▶ [PROBLEM TO SOLVE]:
Reproduce the data below verbatim, line by line, without any alteration.

======== DATA FOR PROCESSING

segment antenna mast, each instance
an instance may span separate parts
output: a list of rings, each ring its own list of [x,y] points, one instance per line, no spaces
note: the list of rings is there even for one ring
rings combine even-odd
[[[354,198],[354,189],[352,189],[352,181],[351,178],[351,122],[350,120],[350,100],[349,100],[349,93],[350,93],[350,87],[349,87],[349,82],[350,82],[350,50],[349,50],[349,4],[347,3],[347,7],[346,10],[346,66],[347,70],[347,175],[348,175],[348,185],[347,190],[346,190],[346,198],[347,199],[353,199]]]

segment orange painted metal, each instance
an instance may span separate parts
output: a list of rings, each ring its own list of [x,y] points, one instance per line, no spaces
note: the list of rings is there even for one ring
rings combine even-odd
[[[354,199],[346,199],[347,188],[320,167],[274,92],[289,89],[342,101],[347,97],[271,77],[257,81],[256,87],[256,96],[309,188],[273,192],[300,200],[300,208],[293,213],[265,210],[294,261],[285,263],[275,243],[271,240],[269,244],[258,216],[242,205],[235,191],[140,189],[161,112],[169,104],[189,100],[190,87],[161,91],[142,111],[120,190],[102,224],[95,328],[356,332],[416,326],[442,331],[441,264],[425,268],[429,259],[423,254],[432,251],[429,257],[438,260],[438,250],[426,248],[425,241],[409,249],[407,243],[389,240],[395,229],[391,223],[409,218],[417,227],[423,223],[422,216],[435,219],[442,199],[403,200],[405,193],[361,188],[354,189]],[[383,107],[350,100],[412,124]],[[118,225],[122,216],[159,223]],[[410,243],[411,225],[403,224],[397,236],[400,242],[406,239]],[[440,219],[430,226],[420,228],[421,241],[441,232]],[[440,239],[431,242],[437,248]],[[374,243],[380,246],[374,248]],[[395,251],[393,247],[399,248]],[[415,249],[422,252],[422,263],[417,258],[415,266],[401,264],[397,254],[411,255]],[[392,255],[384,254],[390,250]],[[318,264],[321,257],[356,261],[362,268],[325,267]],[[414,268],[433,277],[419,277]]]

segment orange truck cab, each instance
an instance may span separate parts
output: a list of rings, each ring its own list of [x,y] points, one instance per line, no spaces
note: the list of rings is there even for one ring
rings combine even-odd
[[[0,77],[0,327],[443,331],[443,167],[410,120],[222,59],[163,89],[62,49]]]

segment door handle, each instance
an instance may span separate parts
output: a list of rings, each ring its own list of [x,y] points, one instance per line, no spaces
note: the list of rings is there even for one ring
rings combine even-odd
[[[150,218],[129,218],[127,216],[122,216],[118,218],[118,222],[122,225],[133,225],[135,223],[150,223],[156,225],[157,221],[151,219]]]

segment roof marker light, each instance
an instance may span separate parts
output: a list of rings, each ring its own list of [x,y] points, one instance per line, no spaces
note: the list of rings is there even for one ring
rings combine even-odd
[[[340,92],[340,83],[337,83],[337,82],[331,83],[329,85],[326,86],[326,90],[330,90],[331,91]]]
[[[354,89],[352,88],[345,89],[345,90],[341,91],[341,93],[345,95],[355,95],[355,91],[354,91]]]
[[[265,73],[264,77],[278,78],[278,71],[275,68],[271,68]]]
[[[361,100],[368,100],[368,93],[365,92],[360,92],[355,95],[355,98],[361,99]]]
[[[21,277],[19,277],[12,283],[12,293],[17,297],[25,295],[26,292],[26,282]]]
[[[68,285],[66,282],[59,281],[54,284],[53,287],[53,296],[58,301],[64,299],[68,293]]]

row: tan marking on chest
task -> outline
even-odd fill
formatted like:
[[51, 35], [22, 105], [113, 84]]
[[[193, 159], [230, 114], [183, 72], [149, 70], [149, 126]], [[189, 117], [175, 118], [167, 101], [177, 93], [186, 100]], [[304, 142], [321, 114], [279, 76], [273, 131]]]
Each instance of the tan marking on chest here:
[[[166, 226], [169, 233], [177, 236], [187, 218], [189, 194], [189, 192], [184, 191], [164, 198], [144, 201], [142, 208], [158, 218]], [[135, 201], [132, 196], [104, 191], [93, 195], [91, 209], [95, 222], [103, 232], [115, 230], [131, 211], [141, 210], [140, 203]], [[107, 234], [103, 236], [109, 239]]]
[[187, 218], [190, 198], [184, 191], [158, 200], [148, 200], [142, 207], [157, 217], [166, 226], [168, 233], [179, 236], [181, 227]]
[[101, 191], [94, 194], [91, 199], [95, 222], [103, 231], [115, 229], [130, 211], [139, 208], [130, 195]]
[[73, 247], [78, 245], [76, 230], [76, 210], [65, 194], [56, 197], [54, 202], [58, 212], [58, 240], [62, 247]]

================

▶ [TASK SOLUTION]:
segment antenna mast, each instance
an instance may span separate parts
output: a list of rings, each ring its own list of [x,y] points, one instance per line, no spaces
note: the list of rings is there even for one ring
rings combine even-odd
[[[354,198],[354,189],[352,189],[352,181],[351,178],[351,122],[350,120],[350,100],[349,100],[349,93],[350,93],[350,87],[349,87],[349,82],[350,82],[350,50],[349,50],[349,4],[347,3],[347,7],[346,10],[346,66],[347,70],[347,175],[348,175],[348,185],[347,190],[346,190],[346,198],[347,199],[353,199]]]

segment orange painted metal, each instance
an instance may span separate parts
output: a list of rings, each ring its own list of [x,y] points, one instance per line, no spaces
note: the list of rings is there even for one ring
rings combine even-odd
[[[354,199],[346,199],[347,188],[320,167],[274,92],[289,89],[342,101],[347,97],[271,77],[257,81],[256,87],[256,96],[309,188],[273,192],[300,200],[300,208],[293,213],[265,210],[294,261],[285,263],[275,243],[271,240],[269,244],[258,216],[242,205],[235,191],[140,189],[161,112],[169,104],[189,100],[190,87],[161,91],[142,111],[120,190],[102,224],[95,328],[356,332],[416,326],[442,331],[441,264],[425,268],[429,259],[423,254],[432,251],[429,257],[438,260],[438,250],[426,248],[425,241],[409,249],[407,243],[389,240],[395,229],[391,223],[409,218],[417,227],[423,223],[422,216],[435,219],[442,199],[403,200],[405,193],[361,188],[354,189]],[[383,107],[350,100],[412,124]],[[118,225],[122,216],[159,223]],[[410,243],[411,225],[403,224],[397,236],[400,242],[406,239]],[[440,219],[430,226],[420,228],[421,241],[441,232]],[[440,239],[431,242],[437,248]],[[374,243],[380,246],[374,248]],[[395,251],[393,247],[399,248]],[[415,249],[422,252],[422,263],[417,258],[415,266],[401,264],[397,254],[411,255]],[[392,255],[384,254],[390,250]],[[318,264],[321,257],[356,261],[362,268],[325,267]],[[414,268],[433,277],[419,277]]]

segment orange truck cab, each instance
an instance may span separate parts
output: a list of rings, each ring its own list of [x,y] points, one instance per line, no spaces
note: the list of rings is there even for one ring
rings combine even-odd
[[[0,77],[0,327],[443,331],[443,167],[410,120],[222,59],[163,89],[62,49]]]

segment door handle, each instance
an instance may span separate parts
output: a list of rings, each ring its own list of [x,y] points, one instance per line, no spaces
note: the list of rings is there even for one ring
rings combine even-odd
[[[150,218],[129,218],[127,216],[122,216],[118,218],[118,222],[122,225],[133,225],[135,223],[150,223],[156,225],[157,221],[151,219]]]

segment roof marker light, each instance
an instance may span separate parts
output: a list of rings, each ring its own list of [x,y] points, one instance per line, no spaces
note: the list of rings is there even for one ring
rings combine even-odd
[[[340,92],[340,83],[337,83],[337,82],[331,83],[329,85],[326,86],[326,90],[330,90],[331,91]]]
[[[354,89],[352,88],[345,89],[345,90],[341,91],[341,93],[345,95],[355,95],[355,91],[354,91]]]
[[[265,73],[264,77],[278,78],[278,71],[275,68],[271,68]]]
[[[361,100],[368,100],[368,93],[365,92],[360,92],[355,95],[355,98],[361,99]]]
[[[21,277],[19,277],[12,283],[12,293],[17,297],[25,295],[26,292],[26,282]]]
[[[68,285],[66,282],[59,281],[54,284],[53,287],[53,296],[58,301],[64,299],[68,293]]]

row: tan marking on chest
task -> outline
even-odd fill
formatted like:
[[51, 35], [22, 105], [113, 84]]
[[[193, 159], [230, 114], [183, 72], [149, 70], [149, 126]], [[189, 117], [175, 118], [167, 101], [177, 93], [186, 100]], [[304, 142], [321, 114], [279, 76], [273, 131]]]
Each instance of the tan marking on chest here:
[[[166, 226], [169, 233], [177, 236], [187, 218], [189, 194], [189, 192], [184, 191], [164, 198], [144, 201], [142, 208], [158, 218]], [[135, 201], [132, 196], [104, 191], [93, 195], [91, 209], [95, 222], [103, 232], [115, 230], [131, 211], [141, 210], [140, 203]], [[107, 234], [103, 236], [109, 239]]]
[[187, 218], [190, 198], [184, 191], [158, 200], [148, 200], [142, 207], [157, 217], [166, 226], [168, 233], [179, 236], [181, 227]]
[[101, 191], [94, 194], [91, 199], [95, 222], [103, 231], [115, 229], [130, 211], [139, 208], [130, 195]]
[[73, 247], [78, 245], [76, 230], [76, 210], [65, 194], [56, 197], [54, 202], [58, 212], [58, 240], [62, 247]]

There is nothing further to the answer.